Among these records, which lines include "mouth"? Copy them out.

(Records excerpted from a collection)
________________________________________
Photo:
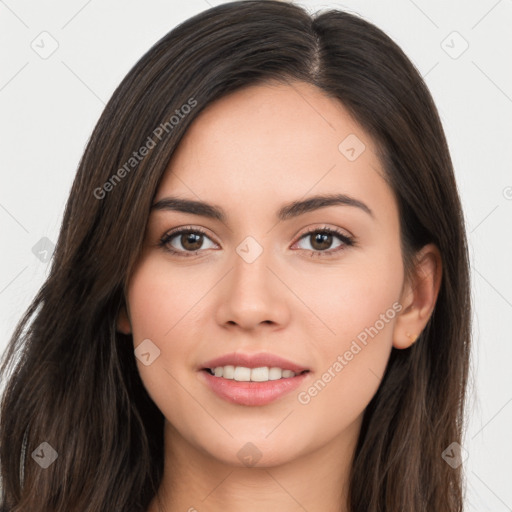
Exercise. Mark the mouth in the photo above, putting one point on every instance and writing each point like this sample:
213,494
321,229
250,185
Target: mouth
________________________________________
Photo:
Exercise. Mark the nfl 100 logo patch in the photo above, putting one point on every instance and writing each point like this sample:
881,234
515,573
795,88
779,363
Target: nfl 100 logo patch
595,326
________________________________________
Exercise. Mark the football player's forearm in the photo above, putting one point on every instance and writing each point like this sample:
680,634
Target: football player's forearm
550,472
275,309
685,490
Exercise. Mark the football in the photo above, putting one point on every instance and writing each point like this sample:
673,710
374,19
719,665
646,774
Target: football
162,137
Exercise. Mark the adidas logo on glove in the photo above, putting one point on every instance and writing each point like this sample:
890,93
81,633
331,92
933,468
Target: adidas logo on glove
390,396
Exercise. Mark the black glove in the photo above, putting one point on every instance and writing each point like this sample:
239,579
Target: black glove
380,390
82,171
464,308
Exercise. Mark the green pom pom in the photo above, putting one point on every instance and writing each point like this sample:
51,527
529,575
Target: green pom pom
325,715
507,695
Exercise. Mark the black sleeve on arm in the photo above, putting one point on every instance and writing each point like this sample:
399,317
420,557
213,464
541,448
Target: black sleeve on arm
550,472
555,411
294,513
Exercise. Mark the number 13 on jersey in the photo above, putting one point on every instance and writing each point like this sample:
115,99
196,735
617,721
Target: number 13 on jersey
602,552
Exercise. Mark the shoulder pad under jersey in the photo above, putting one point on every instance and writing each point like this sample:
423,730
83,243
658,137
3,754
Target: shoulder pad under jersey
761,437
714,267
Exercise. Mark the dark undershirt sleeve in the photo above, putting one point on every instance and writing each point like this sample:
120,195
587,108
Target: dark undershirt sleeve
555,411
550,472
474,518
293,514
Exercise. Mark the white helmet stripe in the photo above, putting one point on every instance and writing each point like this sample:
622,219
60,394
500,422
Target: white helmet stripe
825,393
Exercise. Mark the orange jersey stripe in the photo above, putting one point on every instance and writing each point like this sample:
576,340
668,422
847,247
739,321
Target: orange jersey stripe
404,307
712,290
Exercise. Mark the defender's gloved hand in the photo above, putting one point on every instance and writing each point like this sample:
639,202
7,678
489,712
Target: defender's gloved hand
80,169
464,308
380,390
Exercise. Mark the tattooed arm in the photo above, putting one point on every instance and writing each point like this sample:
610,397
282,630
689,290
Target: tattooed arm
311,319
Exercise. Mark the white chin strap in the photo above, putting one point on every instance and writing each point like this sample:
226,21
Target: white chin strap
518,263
________________________________________
*RESULT OF THIS EXERCISE*
Exercise. Mark the mouth in the photo above, putting one point on every instance and writing each point like this sample:
Target: mouth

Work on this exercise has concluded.